» **What is asked**
In your copy, leave out the pictures; write out all the data exactly.

>> START

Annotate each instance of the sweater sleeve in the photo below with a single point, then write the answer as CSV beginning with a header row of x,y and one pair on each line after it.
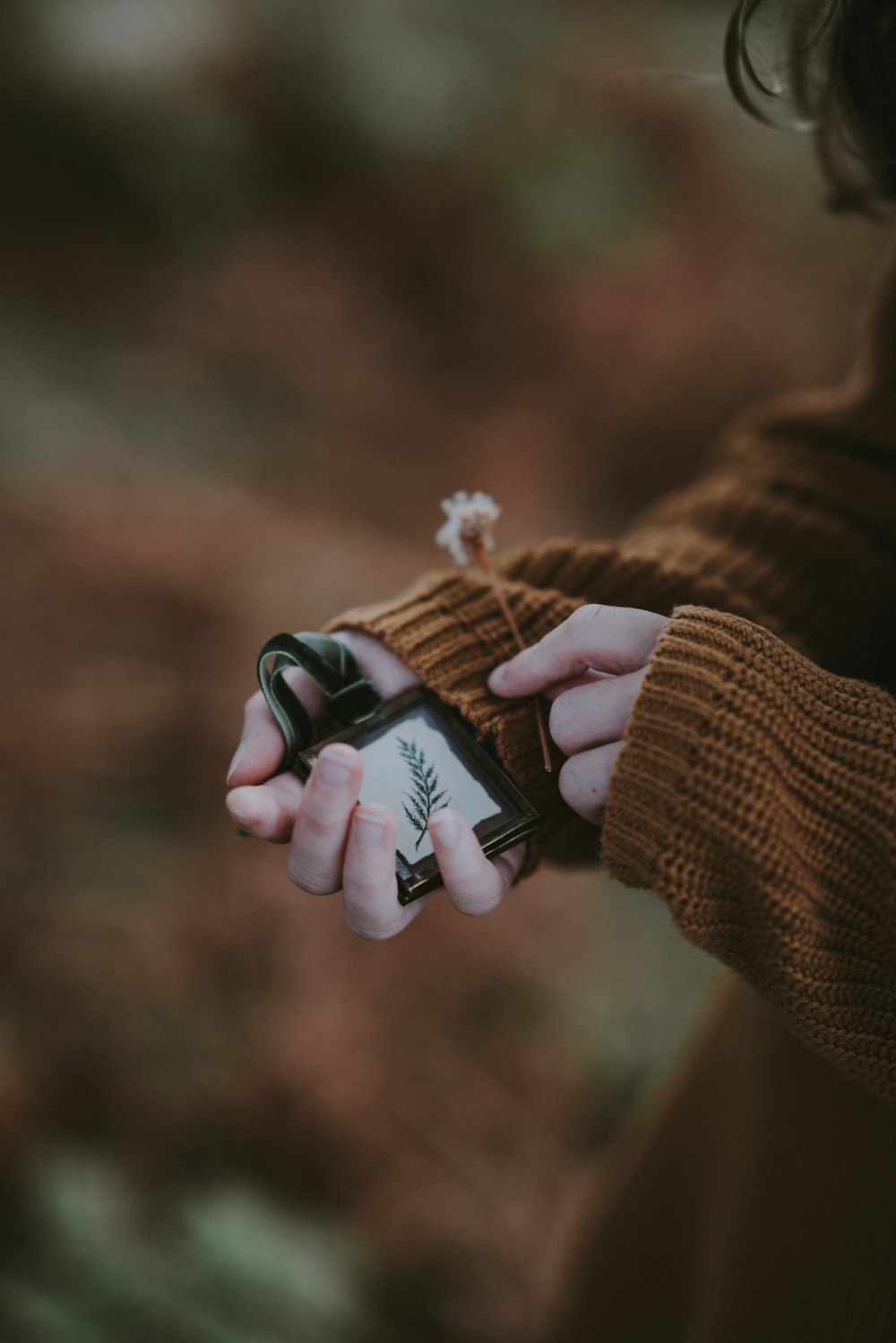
x,y
793,528
756,794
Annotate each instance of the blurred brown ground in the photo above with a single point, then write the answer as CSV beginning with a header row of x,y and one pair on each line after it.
x,y
250,336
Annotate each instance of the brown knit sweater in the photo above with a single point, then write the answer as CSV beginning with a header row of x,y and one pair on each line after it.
x,y
755,793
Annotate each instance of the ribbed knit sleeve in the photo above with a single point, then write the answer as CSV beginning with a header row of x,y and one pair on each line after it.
x,y
793,528
756,794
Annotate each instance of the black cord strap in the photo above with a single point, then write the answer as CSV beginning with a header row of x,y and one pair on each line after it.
x,y
349,693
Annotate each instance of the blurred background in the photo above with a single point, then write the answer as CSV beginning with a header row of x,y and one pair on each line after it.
x,y
274,280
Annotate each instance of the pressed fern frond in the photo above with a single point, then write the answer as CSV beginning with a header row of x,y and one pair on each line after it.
x,y
426,796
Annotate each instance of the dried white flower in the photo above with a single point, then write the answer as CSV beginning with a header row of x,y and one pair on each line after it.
x,y
470,517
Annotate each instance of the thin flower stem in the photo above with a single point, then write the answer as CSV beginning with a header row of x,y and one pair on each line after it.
x,y
481,556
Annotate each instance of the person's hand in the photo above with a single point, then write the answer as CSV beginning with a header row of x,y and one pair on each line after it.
x,y
338,844
591,667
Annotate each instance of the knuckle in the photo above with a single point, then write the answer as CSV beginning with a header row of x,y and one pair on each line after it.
x,y
309,874
559,721
567,783
316,822
309,880
371,928
586,618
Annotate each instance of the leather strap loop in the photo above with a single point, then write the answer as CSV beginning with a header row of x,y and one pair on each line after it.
x,y
349,694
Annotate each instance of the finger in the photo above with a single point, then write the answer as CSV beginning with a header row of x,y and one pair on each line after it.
x,y
606,638
261,745
269,810
586,678
316,852
370,890
473,884
584,780
594,715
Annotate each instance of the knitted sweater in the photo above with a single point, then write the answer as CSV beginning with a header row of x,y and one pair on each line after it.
x,y
756,788
756,796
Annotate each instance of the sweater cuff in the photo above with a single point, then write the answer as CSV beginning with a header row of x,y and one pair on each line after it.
x,y
699,659
450,630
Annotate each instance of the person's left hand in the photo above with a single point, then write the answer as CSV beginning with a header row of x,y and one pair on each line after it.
x,y
591,669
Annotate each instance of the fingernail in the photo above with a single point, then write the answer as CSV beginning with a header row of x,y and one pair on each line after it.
x,y
241,818
368,831
332,767
236,762
446,831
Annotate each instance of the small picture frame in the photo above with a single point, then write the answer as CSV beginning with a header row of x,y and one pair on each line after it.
x,y
421,756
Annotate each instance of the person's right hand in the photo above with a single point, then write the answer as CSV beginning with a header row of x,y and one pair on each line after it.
x,y
335,842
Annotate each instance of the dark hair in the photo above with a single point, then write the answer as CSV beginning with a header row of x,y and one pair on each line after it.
x,y
840,78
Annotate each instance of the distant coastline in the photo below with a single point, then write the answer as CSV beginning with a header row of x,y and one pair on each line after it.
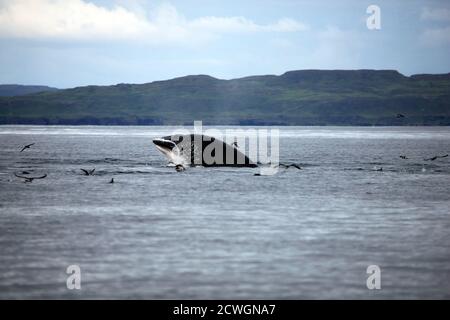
x,y
295,98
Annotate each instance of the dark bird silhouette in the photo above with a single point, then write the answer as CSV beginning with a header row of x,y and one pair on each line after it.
x,y
30,179
28,146
180,168
287,166
436,157
88,172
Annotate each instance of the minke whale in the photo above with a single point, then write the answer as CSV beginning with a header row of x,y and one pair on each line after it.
x,y
201,150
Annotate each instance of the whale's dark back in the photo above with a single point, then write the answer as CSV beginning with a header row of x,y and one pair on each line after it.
x,y
219,154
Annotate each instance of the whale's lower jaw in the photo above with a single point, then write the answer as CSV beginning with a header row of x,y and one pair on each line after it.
x,y
189,151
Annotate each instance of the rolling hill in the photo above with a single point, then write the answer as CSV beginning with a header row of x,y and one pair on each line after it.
x,y
305,97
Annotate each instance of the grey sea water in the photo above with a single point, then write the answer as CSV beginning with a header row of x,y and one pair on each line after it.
x,y
224,233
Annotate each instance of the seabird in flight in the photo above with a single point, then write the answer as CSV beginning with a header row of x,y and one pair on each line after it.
x,y
179,167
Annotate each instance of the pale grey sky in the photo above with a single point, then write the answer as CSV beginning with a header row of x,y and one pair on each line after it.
x,y
66,43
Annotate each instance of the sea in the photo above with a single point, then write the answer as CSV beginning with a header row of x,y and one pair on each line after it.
x,y
225,233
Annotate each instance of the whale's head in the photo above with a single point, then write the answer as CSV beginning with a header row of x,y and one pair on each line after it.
x,y
165,145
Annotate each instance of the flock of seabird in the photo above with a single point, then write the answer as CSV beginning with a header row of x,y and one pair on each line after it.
x,y
180,167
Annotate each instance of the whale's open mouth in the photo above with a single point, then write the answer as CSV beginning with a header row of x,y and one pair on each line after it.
x,y
164,145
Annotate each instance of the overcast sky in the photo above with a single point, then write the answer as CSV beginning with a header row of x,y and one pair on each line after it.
x,y
67,43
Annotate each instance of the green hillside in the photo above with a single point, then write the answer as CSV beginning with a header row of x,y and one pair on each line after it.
x,y
307,97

>> END

» **Expected output**
Annotate each instance of the sweater sleeve in the photo below with a single point, then write the answer as CSV beginning with a header row of x,y and one pair on each line after it.
x,y
793,528
756,794
Annotate each instance of the blurred brown ground in the photo above with a single point, then write the answer as CSV beginning with a header row of x,y and one pair on each line after it.
x,y
250,336
Annotate each instance of the brown knit sweater in the photo above with a single point, then write the answer as CSV beginning with a header row of x,y and one pair on each line after it.
x,y
755,793
Annotate each instance of the ribbed knit sleeve in the photo above with a single point, then write the answer as CSV beginning with a header row of x,y and one pair on each line after it.
x,y
793,528
756,794
Annotate each instance of the black cord strap in the photo above with a single point, then write the answer as CSV beginning with a header row of x,y and one pair on each line after it.
x,y
349,693
Annotate each instance of the blurred background in the photo above with a single point, then write the answer as CSV beginning with a header row of x,y and one pair on each line after it.
x,y
274,280
Annotate each instance of the pressed fern frond in the photo above with a single point, then write the answer as CSV beginning with a header row of x,y and one pair on each line after it.
x,y
426,796
Annotate each instance of the dried white flower in the photo above with a single point, then write the answer as CSV beginning with a header row of x,y and one pair on each line after it.
x,y
470,517
Annotate each instance of the thin flower stem in the photo above with a single point, then write the answer as CSV beginning with a header row of x,y and one pair on each line after it.
x,y
481,556
Annotate each instance of the person's hand in the photo above with a single point, then write the answer as CSV beginning with a header row of x,y and one pair on each line after it.
x,y
338,844
591,667
Annotate each instance of the knuckle in the photo above with a single point, then write the answer as CSV beginning with a header row of x,y and one pair on each line after it.
x,y
309,874
559,721
567,783
316,822
309,880
371,928
586,618
Annotate each instance of the leather strap loop in the photo above with a single point, then write the answer as CSV beginning with a header row of x,y and one pair on each line after it.
x,y
349,694
Annotate each instance of the finger in the photo above with a single point, then write the answer as CSV beginning with a header row of x,y and one pair on each line after it.
x,y
606,638
261,745
269,810
586,678
316,852
370,890
473,884
584,780
594,715
Annotate each instance of the knitted sweater in the photo above with a single point, then write the answer as CSV beginning with a header row of x,y and one pair on each line after it.
x,y
756,788
756,796
Annotate each instance of the sweater cuff in the photo above with a single point, then write the answer as CSV beginning with a header row of x,y and one pair on each line after it.
x,y
699,659
450,630
Annotate each instance of the person's left hand in the photo above with a single point, then write the answer as CSV beginning with a header row of x,y and one pair on each line after it.
x,y
591,669
Annotate each instance of the fingernail in the photo above with a single point, then write the answer as CSV beginning with a header row of x,y and one pair on each line after it.
x,y
241,818
368,831
332,767
236,762
446,831
Annotate each instance of the small picture frame in the photo above with a single point, then write the answer as CSV beginning with a header row of x,y and one pair on each line after it.
x,y
421,756
Annotate each instance of the person's right hand in the photo above with a single point, then write the answer as CSV beginning with a header row of x,y and one pair on each line after it.
x,y
335,842
Annotate each instance of the dark hair in the photo above with a single point, then write the answer as CSV beginning with a header row of x,y and one pair on each line after it.
x,y
840,78
Annotate each instance of the distant coastline in the photo below with a single point, then write the answer as CSV beginning with a header row of x,y and one pair on each line after it.
x,y
295,98
Annotate each instance of the dark bird silhouette in the photo above with a single point, then write the answer as CSV beginning with a header row of x,y and one pair on each line after it.
x,y
30,179
28,146
180,168
287,166
436,157
88,172
Annotate each instance of the minke whale in the photo above with a single point, then write the answer as CSV beginning with a header row of x,y and one pair on each line after it.
x,y
201,150
Annotate each instance of the whale's dark back in the photo above with a single point, then write the answer as CSV beginning with a header row of x,y and one pair on each line after it.
x,y
219,154
Annotate each instance of the whale's lower jaw in the photo above with a single point, then write the answer as CSV beginning with a header row of x,y and one pair on each line after it.
x,y
189,151
Annotate each instance of the rolling hill in the photo above with a single point, then write the answer as CSV beginning with a header row of x,y and one pair on each line after it.
x,y
305,97
Annotate each instance of the grey sea water in the photo above with a single point, then write the answer as CSV beginning with a header row of x,y and one pair on each line after it.
x,y
224,233
Annotate each instance of the seabird in flight in the photo above with a single point, then write the answer as CSV beginning with a header row of x,y and one pair on each line after it.
x,y
179,167
Annotate each instance of the pale grey sky in the photo above with a single point, then write the answer as CSV beginning with a header row of x,y and one pair on each line after it.
x,y
66,43
Annotate each instance of the sea in the photo above with a single point, then write the answer as CSV beginning with a header row of x,y and one pair on each line after it.
x,y
225,233
Annotate each instance of the whale's head in the photo above with a single point, then write the answer as CSV beginning with a header row of x,y and one pair on each line after it.
x,y
165,145
Annotate each instance of the flock of seabird in the photo above with a single point, then write the answer as CSV beginning with a header row of x,y and one pair on each line after it.
x,y
180,167
Annotate each instance of the whale's open mouth in the photo above with a single point, then write the answer as CSV beginning with a header row of x,y and one pair on each line after it.
x,y
164,145
Annotate each instance of the overcast sky in the photo above with a single point, then write the answer as CSV beginning with a header row of x,y and one pair on each line after it.
x,y
67,43
Annotate each instance of the green hillside in the photo above with a single point, then write the answer as CSV beginning with a header row of x,y and one pair on each line after it.
x,y
307,97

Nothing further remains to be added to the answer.